_Work order 1:_ According to the article on the Beaver Brook Association's 50th anniversary, how many tickets will be sold for the birthday party?
_Work order 2:_ Extend the article on the Beaver Brook Association's 50th anniversary, picking up after its final sentence.

(Page text begins)

Beaver Brook Association in Hollis celebrates 50 years
HOLLIS – Beaver Brook Association was founded 50 years ago, and is celebrating the milestone in many ways, big and small.
There are updated trail maps, a redesigned logo and new signage, to name a few recent changes, as well as plans for a community birthday party. A barbecue will be held from 10:30 a.m. to 2:30 p.m. Saturday, May 31 under the tents at Maple Hill Gardens.
The party will be catered by Greenhouse Café, and will also include horse-drawn hayrides, old-fashioned games, live music by T’Acadie, guided hikes, tours of the historic Maple Hill Farmhouse and presentation of awards for longtime Friends of Beaver Brook.
“It’s a once-in-a-lifetime event,” said Executive Director Thom Davies, “so we are throwing a birthday party for ourselves.”
The event is a celebration rather than a fundraiser, so tickets are only $10 per person to cover the cost of the catering. Tickets must be purchased in advance, and only 350 will be sold. Davies hopes it will be an affordable, fun activity for many families.
Those who attend will also receive a copy of the new booklet, “50 Things to See at Beaver Brook.” Copies of the booklet will also be available at the gift shop.

(Page text ends)
(Input data begins)

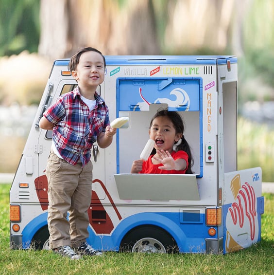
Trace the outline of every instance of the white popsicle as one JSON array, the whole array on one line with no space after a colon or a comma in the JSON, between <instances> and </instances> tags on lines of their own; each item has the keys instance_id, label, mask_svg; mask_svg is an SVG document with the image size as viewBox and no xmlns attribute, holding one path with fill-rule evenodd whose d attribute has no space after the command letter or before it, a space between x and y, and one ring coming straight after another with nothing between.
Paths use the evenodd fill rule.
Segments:
<instances>
[{"instance_id":1,"label":"white popsicle","mask_svg":"<svg viewBox=\"0 0 274 275\"><path fill-rule=\"evenodd\" d=\"M126 123L129 120L128 116L122 116L118 117L110 123L110 126L113 128L120 128Z\"/></svg>"},{"instance_id":2,"label":"white popsicle","mask_svg":"<svg viewBox=\"0 0 274 275\"><path fill-rule=\"evenodd\" d=\"M147 160L148 157L150 156L150 154L151 154L151 152L154 147L154 141L152 139L149 139L145 147L142 151L141 154L140 155L140 158L141 160L143 160L144 161Z\"/></svg>"}]
</instances>

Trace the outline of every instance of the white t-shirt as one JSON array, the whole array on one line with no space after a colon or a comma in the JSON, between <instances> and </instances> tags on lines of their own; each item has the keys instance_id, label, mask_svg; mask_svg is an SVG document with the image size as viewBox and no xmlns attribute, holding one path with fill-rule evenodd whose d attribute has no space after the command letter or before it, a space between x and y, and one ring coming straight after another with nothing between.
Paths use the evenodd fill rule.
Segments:
<instances>
[{"instance_id":1,"label":"white t-shirt","mask_svg":"<svg viewBox=\"0 0 274 275\"><path fill-rule=\"evenodd\" d=\"M95 107L96 105L96 100L91 100L91 99L88 99L86 97L84 97L83 95L81 96L81 99L87 105L88 108L89 109L89 111L90 111L93 108ZM64 158L62 158L61 155L59 153L57 148L55 147L55 145L53 142L53 140L52 139L52 149L54 152L54 154L58 156L60 159L64 159Z\"/></svg>"}]
</instances>

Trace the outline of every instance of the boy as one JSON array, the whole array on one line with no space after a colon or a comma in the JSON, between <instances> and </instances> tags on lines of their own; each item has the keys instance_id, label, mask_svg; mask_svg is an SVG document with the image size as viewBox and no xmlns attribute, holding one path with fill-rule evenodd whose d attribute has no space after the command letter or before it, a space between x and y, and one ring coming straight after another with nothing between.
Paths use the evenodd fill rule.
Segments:
<instances>
[{"instance_id":1,"label":"boy","mask_svg":"<svg viewBox=\"0 0 274 275\"><path fill-rule=\"evenodd\" d=\"M39 125L53 130L46 170L50 248L78 259L80 255L102 254L86 240L92 182L90 149L96 140L101 148L109 146L117 129L109 126L107 107L96 92L104 79L105 59L101 52L82 49L71 57L69 67L78 86L50 107Z\"/></svg>"}]
</instances>

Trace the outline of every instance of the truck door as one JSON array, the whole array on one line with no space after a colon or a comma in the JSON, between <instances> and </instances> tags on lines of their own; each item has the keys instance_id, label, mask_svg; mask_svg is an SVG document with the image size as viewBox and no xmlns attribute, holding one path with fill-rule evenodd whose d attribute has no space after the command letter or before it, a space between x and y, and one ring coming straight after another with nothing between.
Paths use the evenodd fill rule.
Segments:
<instances>
[{"instance_id":1,"label":"truck door","mask_svg":"<svg viewBox=\"0 0 274 275\"><path fill-rule=\"evenodd\" d=\"M61 94L72 91L76 85L76 82L73 80L60 81L57 88L53 87L54 92L52 92L51 94L49 95L51 97L50 100L51 103L54 102ZM99 92L100 92L100 89L99 90ZM40 131L37 141L35 148L38 155L39 176L35 179L34 183L39 201L42 205L42 208L43 204L45 204L44 205L45 209L44 210L45 210L47 208L46 203L48 202L48 181L45 174L45 171L51 146L52 131L46 130ZM101 150L102 151L102 149ZM101 181L104 183L104 154L103 151L98 154L98 146L95 143L91 152L91 161L93 165L93 179L100 179ZM98 196L100 199L103 199L104 194L101 192L98 194Z\"/></svg>"}]
</instances>

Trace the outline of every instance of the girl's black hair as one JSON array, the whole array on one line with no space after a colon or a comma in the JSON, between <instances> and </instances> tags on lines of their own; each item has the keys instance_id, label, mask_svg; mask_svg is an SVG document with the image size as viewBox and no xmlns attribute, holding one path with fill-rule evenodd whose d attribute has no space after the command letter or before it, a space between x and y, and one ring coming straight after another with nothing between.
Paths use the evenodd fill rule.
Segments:
<instances>
[{"instance_id":1,"label":"girl's black hair","mask_svg":"<svg viewBox=\"0 0 274 275\"><path fill-rule=\"evenodd\" d=\"M176 151L177 152L179 150L185 151L188 154L188 167L186 171L186 174L193 174L191 167L193 166L194 162L192 159L190 147L184 136L185 128L182 117L176 111L169 111L167 109L160 108L157 110L157 112L152 118L150 122L150 128L151 128L154 119L159 116L166 116L169 118L175 128L176 133L182 133L182 143L177 146ZM153 155L156 154L156 150L154 148L153 149L151 154Z\"/></svg>"}]
</instances>

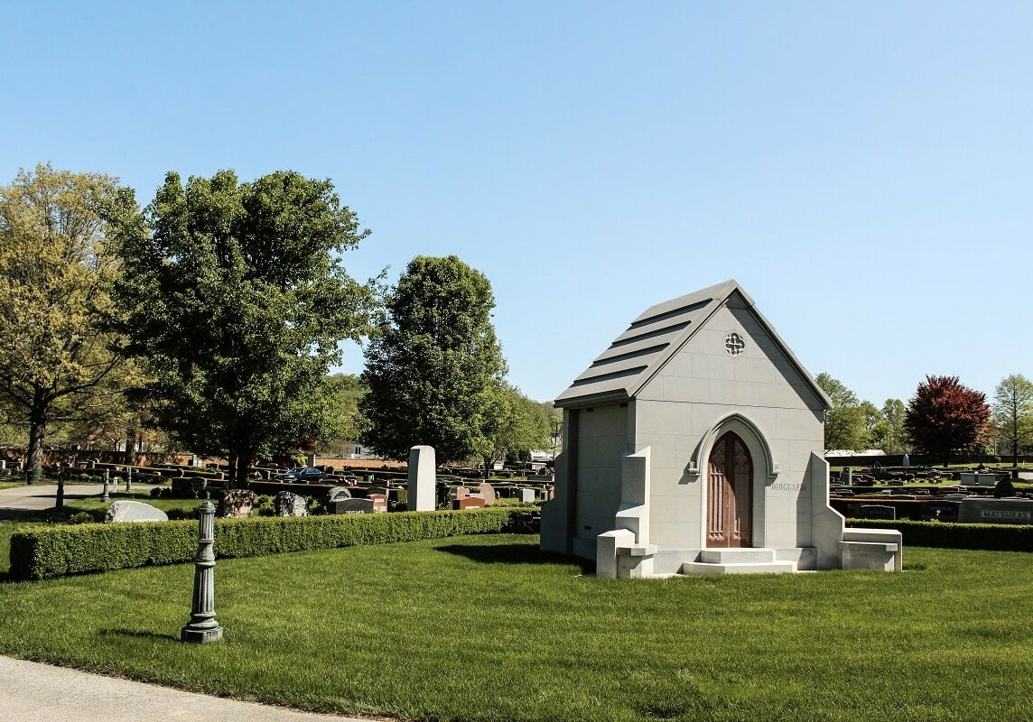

(Input data ends)

_Task answer 1:_ Only 350 tickets will be sold.

_Task answer 2:_
Humble beginnings and growth
BBA was founded in May 1964 by Hollis residents and cousins Hollis P. Nichols and Jeffrey P. Smith as a nonprofit educational organization. The country was still reeling from the assassination of President Kennedy six months earlier, the Vietnam Was raged on, the Beatles made their debut on the “Ed Sullivan Show,” and “Mary Poppins” and “My Fair Lady” ruled the box office. The first celebration of Earth Day was still six years in the future.
According to Davies, Smith was a naturalist and Nichols was a businessman, a combination that worked well. They combined a 20-acre parcel known as the Colburn Lot with an 18-acre lot and building on Love Lane and began holding classes on managing natural resources in the Lodge on Love Lane.
Together, with Henry Hildreth, then-director of the Conservation Commission, the cousins often financed the purchase of land for the price of back taxes. BBA now protects 1,887 acres of land in Hollis, 100 acres in Brookline and 200 acres in Milford. Not all the property is continuous.
“We have close to 10 percent of the town’s acreage in permanent protection,” Davies said, “but it is also a regional center. Lots of Massachusetts towns come here for field trips because we have so much to offer.”
The Maple Hill Farm on Ridge Road is the main headquarters, and was renovated to provide office space for the staff of three full-time and four part-time employees. The Spear Room provides much-needed classroom space. Today, the association relies on 12 corporate partners, 489 donors and 149 volunteers to keep the grounds maintained and programs running smoothly.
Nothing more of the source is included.